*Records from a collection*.
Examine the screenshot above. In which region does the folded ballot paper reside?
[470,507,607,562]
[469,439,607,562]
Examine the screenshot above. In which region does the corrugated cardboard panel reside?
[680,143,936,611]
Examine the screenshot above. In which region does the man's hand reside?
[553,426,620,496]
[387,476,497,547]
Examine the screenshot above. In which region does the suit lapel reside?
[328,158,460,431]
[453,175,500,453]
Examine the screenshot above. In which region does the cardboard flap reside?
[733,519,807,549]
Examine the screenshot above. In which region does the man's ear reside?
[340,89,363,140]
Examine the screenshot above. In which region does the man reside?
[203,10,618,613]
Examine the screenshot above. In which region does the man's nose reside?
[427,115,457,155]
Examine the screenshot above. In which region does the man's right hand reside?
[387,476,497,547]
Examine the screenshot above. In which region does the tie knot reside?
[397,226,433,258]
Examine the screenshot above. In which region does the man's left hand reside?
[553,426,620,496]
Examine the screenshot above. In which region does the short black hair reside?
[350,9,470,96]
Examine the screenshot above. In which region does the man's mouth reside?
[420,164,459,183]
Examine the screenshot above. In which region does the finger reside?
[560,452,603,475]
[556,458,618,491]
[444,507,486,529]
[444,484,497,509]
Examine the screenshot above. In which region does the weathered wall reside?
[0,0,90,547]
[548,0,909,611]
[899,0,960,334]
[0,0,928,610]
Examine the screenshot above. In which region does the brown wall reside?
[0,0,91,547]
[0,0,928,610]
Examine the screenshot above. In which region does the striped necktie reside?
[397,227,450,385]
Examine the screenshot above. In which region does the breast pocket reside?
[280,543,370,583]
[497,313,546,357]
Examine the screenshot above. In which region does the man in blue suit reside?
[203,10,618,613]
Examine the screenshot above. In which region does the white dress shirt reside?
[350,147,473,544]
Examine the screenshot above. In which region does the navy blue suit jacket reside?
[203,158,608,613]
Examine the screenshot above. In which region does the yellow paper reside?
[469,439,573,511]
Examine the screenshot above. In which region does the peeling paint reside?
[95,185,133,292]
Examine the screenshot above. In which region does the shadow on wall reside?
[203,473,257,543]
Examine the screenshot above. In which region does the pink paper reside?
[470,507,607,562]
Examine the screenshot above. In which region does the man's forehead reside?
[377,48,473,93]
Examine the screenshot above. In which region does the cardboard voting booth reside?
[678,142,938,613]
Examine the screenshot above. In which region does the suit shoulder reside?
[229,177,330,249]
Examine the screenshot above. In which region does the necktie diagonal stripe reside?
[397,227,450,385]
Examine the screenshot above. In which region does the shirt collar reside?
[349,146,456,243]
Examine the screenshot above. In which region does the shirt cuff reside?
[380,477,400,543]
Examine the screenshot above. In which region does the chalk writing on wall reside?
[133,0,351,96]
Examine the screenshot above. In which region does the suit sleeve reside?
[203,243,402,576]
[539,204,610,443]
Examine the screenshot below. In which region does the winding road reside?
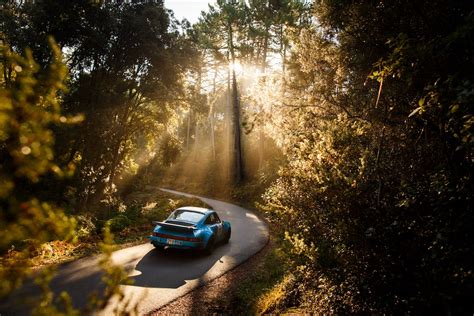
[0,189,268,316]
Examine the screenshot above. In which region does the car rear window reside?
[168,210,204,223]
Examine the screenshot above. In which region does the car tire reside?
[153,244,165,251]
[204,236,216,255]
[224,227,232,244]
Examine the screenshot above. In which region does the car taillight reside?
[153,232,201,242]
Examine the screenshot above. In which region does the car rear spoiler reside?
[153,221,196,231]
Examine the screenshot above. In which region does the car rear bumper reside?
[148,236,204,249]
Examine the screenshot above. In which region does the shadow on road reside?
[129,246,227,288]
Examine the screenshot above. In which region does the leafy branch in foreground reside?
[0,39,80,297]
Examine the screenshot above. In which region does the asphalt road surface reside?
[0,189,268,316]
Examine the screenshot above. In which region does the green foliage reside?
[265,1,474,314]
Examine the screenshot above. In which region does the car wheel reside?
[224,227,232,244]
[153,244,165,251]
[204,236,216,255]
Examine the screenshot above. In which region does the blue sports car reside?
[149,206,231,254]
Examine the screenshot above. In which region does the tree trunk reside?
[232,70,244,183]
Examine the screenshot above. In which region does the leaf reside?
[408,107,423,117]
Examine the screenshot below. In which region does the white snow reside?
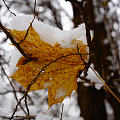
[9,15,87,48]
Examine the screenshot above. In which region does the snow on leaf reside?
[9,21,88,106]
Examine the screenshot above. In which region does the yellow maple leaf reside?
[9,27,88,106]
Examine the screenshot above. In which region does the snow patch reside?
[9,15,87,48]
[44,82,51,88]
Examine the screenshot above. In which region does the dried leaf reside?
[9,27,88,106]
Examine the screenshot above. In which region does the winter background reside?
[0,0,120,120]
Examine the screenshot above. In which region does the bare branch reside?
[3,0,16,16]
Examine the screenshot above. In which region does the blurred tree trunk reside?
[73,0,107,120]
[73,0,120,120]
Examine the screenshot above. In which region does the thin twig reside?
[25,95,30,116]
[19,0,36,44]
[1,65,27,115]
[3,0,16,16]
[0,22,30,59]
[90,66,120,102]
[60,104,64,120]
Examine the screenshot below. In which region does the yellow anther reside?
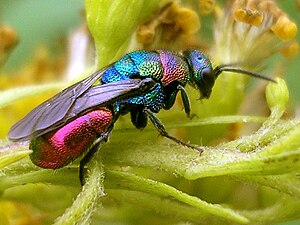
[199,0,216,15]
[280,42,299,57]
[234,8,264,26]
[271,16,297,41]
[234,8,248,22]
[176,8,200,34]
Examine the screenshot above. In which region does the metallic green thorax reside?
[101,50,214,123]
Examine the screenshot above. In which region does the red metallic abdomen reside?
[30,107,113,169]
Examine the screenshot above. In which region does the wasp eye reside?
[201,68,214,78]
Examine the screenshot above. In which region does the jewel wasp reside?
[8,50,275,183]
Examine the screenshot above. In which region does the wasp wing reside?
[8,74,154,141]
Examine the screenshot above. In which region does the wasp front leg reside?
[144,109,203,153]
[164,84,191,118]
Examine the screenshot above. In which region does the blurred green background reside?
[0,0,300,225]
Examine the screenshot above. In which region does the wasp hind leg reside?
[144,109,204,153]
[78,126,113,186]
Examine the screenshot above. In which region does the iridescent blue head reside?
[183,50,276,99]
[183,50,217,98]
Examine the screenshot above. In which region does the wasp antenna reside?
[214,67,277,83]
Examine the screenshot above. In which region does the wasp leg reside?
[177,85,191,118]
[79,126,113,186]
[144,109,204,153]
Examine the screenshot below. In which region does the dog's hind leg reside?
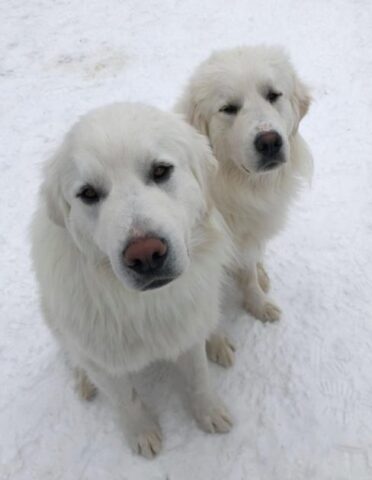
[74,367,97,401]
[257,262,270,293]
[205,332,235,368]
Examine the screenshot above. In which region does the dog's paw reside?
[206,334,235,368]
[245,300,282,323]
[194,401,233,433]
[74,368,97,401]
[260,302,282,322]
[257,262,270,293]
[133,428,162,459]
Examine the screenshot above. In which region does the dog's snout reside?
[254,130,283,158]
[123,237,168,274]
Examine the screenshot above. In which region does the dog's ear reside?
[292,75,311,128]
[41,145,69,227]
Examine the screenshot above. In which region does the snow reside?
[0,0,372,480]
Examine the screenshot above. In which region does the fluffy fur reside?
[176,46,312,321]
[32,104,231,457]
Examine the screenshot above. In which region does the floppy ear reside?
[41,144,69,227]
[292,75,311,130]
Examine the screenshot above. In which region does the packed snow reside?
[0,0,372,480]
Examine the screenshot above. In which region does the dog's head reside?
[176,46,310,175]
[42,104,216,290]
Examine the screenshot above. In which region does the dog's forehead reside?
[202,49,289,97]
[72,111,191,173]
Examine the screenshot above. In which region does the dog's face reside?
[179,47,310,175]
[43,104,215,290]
==
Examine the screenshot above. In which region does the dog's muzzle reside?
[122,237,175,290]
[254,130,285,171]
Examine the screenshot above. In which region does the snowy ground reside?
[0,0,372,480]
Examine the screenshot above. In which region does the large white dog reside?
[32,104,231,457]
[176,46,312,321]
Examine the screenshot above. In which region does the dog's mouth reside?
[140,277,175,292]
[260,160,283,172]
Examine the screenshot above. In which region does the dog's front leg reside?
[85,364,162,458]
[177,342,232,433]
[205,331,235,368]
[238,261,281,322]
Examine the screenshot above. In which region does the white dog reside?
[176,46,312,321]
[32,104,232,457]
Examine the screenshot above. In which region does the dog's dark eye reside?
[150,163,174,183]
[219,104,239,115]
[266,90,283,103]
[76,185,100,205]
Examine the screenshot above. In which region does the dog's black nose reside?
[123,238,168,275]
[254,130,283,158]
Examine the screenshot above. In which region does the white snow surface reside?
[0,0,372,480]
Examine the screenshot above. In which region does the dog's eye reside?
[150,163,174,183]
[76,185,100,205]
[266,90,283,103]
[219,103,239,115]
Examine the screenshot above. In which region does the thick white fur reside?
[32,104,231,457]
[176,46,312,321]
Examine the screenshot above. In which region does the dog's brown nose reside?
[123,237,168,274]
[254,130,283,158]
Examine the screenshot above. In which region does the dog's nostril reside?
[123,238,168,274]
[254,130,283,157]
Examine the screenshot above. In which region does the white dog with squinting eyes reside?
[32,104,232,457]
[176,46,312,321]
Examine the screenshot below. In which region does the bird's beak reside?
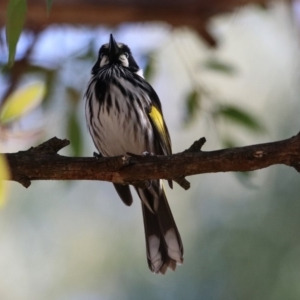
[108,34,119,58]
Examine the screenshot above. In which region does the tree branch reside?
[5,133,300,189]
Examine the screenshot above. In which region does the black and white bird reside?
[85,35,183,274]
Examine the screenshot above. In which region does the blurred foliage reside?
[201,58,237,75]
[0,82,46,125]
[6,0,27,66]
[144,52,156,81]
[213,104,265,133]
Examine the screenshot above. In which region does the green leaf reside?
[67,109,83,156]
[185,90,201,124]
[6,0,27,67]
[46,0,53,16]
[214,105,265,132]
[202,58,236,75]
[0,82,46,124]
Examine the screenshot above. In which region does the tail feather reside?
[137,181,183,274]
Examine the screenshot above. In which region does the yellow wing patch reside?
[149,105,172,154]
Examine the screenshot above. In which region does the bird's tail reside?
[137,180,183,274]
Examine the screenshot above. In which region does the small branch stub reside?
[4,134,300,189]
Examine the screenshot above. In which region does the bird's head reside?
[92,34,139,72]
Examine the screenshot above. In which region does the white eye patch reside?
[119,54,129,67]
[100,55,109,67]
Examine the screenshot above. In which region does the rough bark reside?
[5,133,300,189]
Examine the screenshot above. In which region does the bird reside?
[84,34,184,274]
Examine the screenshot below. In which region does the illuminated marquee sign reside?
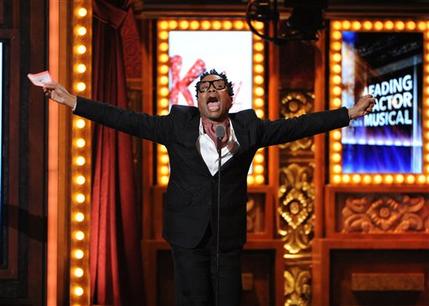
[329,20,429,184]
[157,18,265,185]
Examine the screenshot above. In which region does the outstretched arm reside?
==
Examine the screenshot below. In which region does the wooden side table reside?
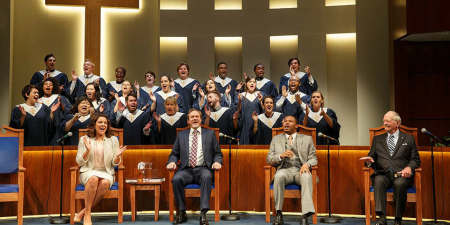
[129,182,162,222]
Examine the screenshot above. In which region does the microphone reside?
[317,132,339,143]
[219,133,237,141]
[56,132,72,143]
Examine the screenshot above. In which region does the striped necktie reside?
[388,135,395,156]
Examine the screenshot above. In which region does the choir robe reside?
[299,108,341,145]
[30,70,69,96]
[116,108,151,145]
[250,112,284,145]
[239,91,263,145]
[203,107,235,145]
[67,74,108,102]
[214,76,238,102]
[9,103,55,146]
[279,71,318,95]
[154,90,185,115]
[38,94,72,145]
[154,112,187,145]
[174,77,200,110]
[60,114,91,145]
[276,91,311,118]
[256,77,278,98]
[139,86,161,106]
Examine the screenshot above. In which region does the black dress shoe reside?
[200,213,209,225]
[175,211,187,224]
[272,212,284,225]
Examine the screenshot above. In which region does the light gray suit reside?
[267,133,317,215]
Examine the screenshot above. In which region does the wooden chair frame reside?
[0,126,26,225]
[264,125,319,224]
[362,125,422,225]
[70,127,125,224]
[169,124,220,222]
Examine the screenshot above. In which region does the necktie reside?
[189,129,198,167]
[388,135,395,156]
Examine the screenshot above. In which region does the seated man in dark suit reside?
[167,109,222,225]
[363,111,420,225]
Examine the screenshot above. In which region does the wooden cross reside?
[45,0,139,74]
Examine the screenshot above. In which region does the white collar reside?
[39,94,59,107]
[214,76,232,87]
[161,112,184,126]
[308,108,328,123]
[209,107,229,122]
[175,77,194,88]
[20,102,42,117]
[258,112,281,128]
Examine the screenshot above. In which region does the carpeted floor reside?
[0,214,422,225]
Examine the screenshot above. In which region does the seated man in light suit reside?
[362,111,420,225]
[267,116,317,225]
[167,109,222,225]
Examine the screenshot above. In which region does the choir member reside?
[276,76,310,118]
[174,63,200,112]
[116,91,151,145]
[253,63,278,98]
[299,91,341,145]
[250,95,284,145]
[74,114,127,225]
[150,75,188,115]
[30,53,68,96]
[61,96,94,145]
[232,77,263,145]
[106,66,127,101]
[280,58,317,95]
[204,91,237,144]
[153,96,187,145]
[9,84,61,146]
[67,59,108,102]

*Short exercise*. Pull out the lines of the material between the line containing "man's mouth reside?" and the line containing "[539,204,610,443]", inclusive, and reproduce them without any change.

*Task output*.
Examine the screenshot above. In which region does the man's mouth reside?
[420,164,459,183]
Examine the screenshot above. In which region does the finger reside?
[560,452,603,475]
[556,458,618,491]
[444,507,486,529]
[444,484,497,509]
Examine the screenshot above. In which region does the weathered wall reside?
[0,0,90,547]
[548,0,909,611]
[899,0,960,334]
[0,0,928,610]
Examine the screenshot above. In which region does the brown wall reside?
[0,0,91,547]
[0,0,928,610]
Examine the screenshot above. In which region does the striped necktie reside?
[397,227,450,385]
Examine the screenshot above. In which region does the breast pocket reside?
[280,543,370,583]
[497,313,546,357]
Examine the screenshot above. In which region does the man in blue suit reside?
[203,10,618,613]
Examine the screenshot above. In which region does the white dress shirt reside?
[350,147,473,544]
Examine the screenshot above. In which region does the navy blue suit jacket reside?
[203,158,608,613]
Examine the screenshot above. In which region does the yellow paper reside?
[469,439,573,511]
Examine the screenshot above. In which region does the peeling paint reside?
[95,185,133,292]
Examine the screenshot above. In which region does the shadow on wall reside?
[203,473,257,543]
Examine the screenshot above. In which region does the pink paper reside?
[470,507,607,562]
Examine the screenshot above. In which region does the man's forehead reside?
[377,48,473,93]
Examine the screenshot above. In which region does the cardboard voting booth reside?
[678,142,938,613]
Examine the screenshot above. In which region does the suit shoulder reside?
[229,177,330,249]
Examine the screenshot above. In which region does the necktie diagonal stripe reside?
[397,227,450,385]
Examine the screenshot above. In which region does the shirt collar reside?
[349,146,456,243]
Examine the screenshot above. In which region does the shirt cuff reside?
[380,477,400,543]
Examine the screenshot above. In which region does the chalk writing on wall reside?
[133,0,351,96]
Examine the screenshot above. In which region does the suit sleeve reside?
[203,243,402,576]
[539,204,610,443]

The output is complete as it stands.